**Exercise description**
What is needed is every line of the data that includes the word "below". Please copy each one.

**Data for analysis**
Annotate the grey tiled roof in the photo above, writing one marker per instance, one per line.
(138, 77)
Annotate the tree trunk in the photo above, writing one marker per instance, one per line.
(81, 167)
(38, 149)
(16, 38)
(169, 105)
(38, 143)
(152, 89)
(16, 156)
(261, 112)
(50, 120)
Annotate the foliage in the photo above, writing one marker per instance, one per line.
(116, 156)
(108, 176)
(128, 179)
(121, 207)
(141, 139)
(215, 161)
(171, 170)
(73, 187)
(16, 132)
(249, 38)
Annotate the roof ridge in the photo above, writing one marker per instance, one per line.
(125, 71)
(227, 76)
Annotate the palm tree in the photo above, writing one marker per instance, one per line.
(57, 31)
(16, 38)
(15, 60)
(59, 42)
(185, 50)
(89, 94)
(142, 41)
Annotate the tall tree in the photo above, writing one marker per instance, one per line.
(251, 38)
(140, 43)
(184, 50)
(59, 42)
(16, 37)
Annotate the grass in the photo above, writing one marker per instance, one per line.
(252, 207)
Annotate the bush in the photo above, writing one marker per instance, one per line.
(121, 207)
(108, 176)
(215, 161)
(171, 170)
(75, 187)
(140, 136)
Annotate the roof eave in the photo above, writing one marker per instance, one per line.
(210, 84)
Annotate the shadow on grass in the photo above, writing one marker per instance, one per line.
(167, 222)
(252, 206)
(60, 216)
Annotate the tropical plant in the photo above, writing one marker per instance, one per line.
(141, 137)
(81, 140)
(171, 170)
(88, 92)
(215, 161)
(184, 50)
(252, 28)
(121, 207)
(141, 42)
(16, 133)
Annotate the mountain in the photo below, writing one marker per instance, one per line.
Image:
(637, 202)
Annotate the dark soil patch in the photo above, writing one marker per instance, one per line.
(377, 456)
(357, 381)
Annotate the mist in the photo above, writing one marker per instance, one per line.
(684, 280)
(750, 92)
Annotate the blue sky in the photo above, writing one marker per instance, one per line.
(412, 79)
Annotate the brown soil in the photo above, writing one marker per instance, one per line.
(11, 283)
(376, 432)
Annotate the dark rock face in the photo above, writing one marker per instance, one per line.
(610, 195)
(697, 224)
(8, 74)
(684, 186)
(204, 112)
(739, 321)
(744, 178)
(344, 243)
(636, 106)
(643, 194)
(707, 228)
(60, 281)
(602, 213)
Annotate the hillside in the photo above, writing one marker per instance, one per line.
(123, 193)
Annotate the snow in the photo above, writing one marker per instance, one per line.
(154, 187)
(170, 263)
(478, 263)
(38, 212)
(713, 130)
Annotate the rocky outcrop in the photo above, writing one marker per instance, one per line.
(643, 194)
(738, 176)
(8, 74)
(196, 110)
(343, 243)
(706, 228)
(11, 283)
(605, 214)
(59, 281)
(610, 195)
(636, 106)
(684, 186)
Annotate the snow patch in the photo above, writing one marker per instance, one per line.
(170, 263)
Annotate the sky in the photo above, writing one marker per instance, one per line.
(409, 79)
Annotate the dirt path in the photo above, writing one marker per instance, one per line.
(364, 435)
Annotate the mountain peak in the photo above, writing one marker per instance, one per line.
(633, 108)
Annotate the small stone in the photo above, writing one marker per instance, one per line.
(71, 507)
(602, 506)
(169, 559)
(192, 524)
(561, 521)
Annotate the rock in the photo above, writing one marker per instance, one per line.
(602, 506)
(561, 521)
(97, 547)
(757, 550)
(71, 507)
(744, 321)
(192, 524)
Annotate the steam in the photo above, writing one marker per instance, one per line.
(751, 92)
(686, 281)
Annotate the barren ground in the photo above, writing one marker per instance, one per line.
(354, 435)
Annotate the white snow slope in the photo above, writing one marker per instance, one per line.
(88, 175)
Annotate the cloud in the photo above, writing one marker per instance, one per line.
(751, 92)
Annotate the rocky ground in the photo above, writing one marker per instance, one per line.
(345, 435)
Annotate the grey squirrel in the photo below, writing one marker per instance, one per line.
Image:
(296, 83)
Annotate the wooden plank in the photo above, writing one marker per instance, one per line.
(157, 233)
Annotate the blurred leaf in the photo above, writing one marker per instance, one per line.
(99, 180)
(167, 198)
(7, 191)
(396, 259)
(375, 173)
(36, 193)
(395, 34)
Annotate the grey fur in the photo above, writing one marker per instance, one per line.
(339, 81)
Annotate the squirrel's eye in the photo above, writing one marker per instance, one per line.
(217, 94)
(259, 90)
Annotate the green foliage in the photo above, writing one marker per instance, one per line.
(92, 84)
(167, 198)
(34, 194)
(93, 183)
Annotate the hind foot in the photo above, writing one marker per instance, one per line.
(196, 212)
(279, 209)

**Result of the task**
Annotate the mountain in the photo below, writing one marker per instance, one per line.
Annotate the grey squirrel in the photo below, writing one marker per instance, one per line.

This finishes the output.